JOB = Rewrite every entry below as a numbered list, omitting any blank lines. Leave the pictures out of your answer.

DATASET =
━━━━

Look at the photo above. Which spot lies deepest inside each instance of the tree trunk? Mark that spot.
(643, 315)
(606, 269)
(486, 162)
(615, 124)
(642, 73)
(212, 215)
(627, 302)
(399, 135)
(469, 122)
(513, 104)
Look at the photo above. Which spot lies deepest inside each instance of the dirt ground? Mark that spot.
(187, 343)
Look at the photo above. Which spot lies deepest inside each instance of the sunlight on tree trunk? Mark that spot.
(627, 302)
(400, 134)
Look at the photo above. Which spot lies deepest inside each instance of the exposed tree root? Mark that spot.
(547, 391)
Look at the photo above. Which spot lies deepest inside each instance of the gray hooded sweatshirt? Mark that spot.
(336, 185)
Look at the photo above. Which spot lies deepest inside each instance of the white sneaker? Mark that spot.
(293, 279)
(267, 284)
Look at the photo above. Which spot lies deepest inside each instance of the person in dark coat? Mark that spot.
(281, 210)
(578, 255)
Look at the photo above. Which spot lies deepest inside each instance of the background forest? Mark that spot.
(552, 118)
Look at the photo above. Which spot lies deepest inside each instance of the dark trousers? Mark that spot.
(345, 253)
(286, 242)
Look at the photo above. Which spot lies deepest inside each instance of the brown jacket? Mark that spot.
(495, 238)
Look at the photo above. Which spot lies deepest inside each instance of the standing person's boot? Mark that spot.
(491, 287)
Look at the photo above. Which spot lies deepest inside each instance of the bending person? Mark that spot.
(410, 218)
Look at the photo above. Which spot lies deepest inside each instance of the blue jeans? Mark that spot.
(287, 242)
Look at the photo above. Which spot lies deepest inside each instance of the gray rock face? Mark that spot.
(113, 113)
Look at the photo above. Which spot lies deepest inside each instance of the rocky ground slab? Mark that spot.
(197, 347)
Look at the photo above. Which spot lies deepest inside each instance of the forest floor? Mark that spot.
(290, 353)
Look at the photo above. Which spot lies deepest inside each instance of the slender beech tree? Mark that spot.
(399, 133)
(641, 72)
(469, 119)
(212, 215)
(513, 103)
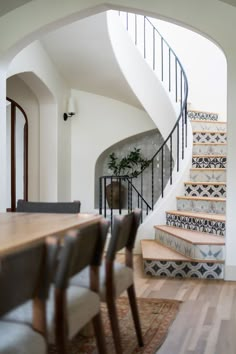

━━━━

REPLY TO THE TASK =
1. Look at the photo above. Which spot lies deepest inside each instance of the tree trunk? Mark that spot.
2. (643, 315)
3. (606, 269)
4. (486, 162)
5. (615, 124)
6. (642, 73)
7. (212, 215)
8. (627, 302)
9. (399, 135)
10. (469, 122)
11. (513, 104)
12. Look at the photo above. Which spot lies deepest inside each instance of the dirt ground? Mark that spot.
13. (187, 343)
14. Look at the photo above. Which spot lies deepest inside each instance of the sunlight on tree trunk? Mark that spot.
15. (627, 302)
16. (400, 134)
17. Look at the photo above. Which spot lies deepest inside each instance of the exposed tree root? Mark that spot.
18. (547, 391)
19. Look at the photo above. Which spot lies deepest inside each instance of the gray hooded sweatshirt? Mark that spot.
20. (336, 185)
21. Look at the photo above. Which spot lies deepest inside each instance of the white sneaker? Mark that spot.
22. (293, 279)
23. (267, 284)
24. Look at the photo above. Which spot lies deepest inside each instance of the person in dark coat? Mark that spot.
25. (281, 210)
26. (578, 255)
27. Look at the photo above. Which spot lies deepest inside each instance of the background forest? Mark that spot.
28. (552, 118)
29. Look at the photo above. Which spot lies deepest inside each instance of the dark trousers? Mark that spot.
30. (345, 253)
31. (286, 242)
32. Look at the photo above. Which spot lies deepest inside each instance of the brown jacket? Mark that spot.
33. (495, 238)
34. Look at the photo above. Which spot lies deepest inside each instance of the standing person's boot? Mark that spot.
35. (491, 287)
36. Look at the photo above. Which spot lies deepest inside each instance of the bending person? Mark that spot.
37. (410, 218)
38. Look at the photo above. Which spot lies deepest inside each instance of the blue jeans? Mark that spot.
39. (287, 242)
40. Look at the photo above. Which spot lies deepest inside each instance of the gray rock face? Mark that spot.
41. (113, 113)
42. Look at the photo above. Which spot lies deepest inside each instance of the rocky ground slab? Mark that spot.
43. (197, 347)
44. Look at the photo above. Which spot lies deepest inside each instance of the forest floor? Mark that spot.
45. (290, 353)
46. Look at the photo above. Which spot lies deepest inside each instance of the slender beech tree? Mark that spot.
47. (399, 133)
48. (641, 72)
49. (469, 119)
50. (212, 215)
51. (513, 103)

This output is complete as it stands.